▽

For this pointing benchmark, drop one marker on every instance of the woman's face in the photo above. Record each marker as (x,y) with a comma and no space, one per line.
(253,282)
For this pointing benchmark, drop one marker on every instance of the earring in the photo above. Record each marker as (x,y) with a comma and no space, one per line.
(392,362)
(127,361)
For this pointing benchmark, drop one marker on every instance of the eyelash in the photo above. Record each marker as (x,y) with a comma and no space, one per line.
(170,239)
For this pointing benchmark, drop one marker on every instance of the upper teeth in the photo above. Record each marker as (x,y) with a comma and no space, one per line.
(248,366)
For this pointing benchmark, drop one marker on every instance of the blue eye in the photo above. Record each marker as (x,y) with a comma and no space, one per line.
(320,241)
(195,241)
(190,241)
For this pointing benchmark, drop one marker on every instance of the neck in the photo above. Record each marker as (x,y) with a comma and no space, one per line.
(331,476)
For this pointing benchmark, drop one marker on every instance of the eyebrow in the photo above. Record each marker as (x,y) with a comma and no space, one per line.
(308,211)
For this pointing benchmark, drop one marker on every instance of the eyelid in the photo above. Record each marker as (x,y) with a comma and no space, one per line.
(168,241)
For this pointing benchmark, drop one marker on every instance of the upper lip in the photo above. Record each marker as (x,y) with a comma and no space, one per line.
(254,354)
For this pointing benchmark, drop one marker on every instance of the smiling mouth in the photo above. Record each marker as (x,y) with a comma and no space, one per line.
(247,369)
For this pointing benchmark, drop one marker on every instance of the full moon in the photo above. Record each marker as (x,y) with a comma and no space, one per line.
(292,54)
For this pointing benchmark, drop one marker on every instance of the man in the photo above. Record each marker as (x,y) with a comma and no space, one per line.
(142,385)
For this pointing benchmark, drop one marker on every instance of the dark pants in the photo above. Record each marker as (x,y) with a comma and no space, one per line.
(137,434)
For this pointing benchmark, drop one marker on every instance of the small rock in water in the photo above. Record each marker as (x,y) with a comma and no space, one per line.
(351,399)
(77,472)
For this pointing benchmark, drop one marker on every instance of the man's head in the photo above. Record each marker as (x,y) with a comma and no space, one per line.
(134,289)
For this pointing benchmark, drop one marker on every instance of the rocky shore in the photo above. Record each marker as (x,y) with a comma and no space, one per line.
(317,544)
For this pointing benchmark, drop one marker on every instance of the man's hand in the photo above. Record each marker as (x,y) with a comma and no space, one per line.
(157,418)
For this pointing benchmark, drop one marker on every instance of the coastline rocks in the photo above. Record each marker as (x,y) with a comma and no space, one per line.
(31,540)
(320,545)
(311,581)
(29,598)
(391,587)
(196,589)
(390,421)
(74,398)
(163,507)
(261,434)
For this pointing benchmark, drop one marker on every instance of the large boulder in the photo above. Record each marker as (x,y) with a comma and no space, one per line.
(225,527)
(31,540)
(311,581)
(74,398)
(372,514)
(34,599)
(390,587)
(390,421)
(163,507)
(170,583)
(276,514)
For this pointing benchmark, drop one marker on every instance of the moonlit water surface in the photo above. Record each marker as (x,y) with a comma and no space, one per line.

△

● TO BE DONE: Recast all of the records above as a numbered list, leaving out any blank lines.

● RESPONSE FOR THIS EXERCISE:
1. For this pointing benchmark, drop one marker on every instance of the woman's face in the photo above. Record each marker as (x,y) with a comma and no space, one per line.
2. (253,282)
3. For this pointing benchmark, drop one marker on every instance of the earring in the photo above. Record each marker as (x,y) with a comma and no space, one per line.
4. (392,362)
5. (127,361)
6. For this pointing benchmark, drop one marker on every instance of the eyelash in the photo above. Record each marker as (x,y) with a comma and no space, one per line.
7. (170,239)
8. For this pointing benchmark, drop one marker on every instance of the upper teeth in the photo above. Record each marker as (x,y) with a comma and no space, one per line.
9. (248,366)
10. For this pointing benchmark, drop one marker on every instance of the blue eye in the photo above. Record each marker as (x,y) with a comma and no space, one per line.
11. (320,241)
12. (195,241)
13. (190,241)
14. For this pointing benchmark, drop one marker on every instance of the neck in the photo above. Record each marker as (x,y) with a comma and no space, one per line.
15. (331,476)
16. For this pointing benchmark, drop one marker on every instance of the eyebrow in the photo above. Record each marker as (x,y) with a comma and no space, one per line.
17. (308,211)
18. For this pointing benchmark, drop one marker on every instance of the eyelid in the photo above. Record each marker as (x,y) with a comma and no space, one per line.
19. (168,241)
20. For this pointing benchmark, drop one marker on every instance of the upper lip in the photo above. Record each marker as (x,y) with a comma and no space, one per line.
21. (254,354)
22. For this pointing benchmark, drop one marker on every instance of the smiling mouth in the photo above. Record each marker as (x,y) with a comma and no space, one per line.
23. (247,369)
24. For this pointing benchmark, drop one marker on every instance of the full moon in the photo above. Record each marker as (x,y) with a comma and no space, one per line.
25. (292,54)
26. For this pointing benchmark, drop one marker on every instance of the man in the photo above. Record each marker as (x,y) with a comma and no space, one per line.
27. (142,385)
28. For this pointing benchmark, drop one marker on every instance of the dark pants in the photo above. Record each marker as (x,y) with a comma and no space, one per line.
29. (137,434)
30. For this pointing benchmark, drop one marker on every instance of the small rock in water in the photo above. Record each marker as (x,y) with a comma and no space, one per line.
31. (351,399)
32. (77,472)
33. For this pointing benchmark, drop one marker on every instance of the man's head in the photo above. Record each marker as (x,y) with a comma and no space, one per line.
34. (134,289)
35. For this pointing benchmark, drop one marker on every instance of the rocky shore in the photo above. Record each marker as (x,y) with a comma and no space, one per line.
36. (317,544)
37. For this pointing benchmark, drop one marker on every instance of the man's hand in the photo above. Record each marker as (x,y) with a comma and no space, one per line.
38. (157,418)
39. For this pointing benchmark, drop one marker on every instance of the coastline rocks in the photo above. Record each marker as (x,y) with a comma and no space, one per line.
40. (31,540)
41. (320,545)
42. (311,581)
43. (29,598)
44. (391,587)
45. (196,589)
46. (390,421)
47. (74,398)
48. (163,507)
49. (261,434)
50. For this pointing benchmark, drop one marker on every instance of the large boulder in the photo above. Record each marker as (x,y) with a comma and no space, one per line.
51. (225,527)
52. (31,540)
53. (311,581)
54. (74,398)
55. (372,514)
56. (34,599)
57. (390,587)
58. (390,421)
59. (163,507)
60. (170,583)
61. (276,514)
62. For this pointing benchmark, drop one marker on every instance of the moonlit water surface in the photo above. Record each marker as (x,y) with a comma and no space, one per line.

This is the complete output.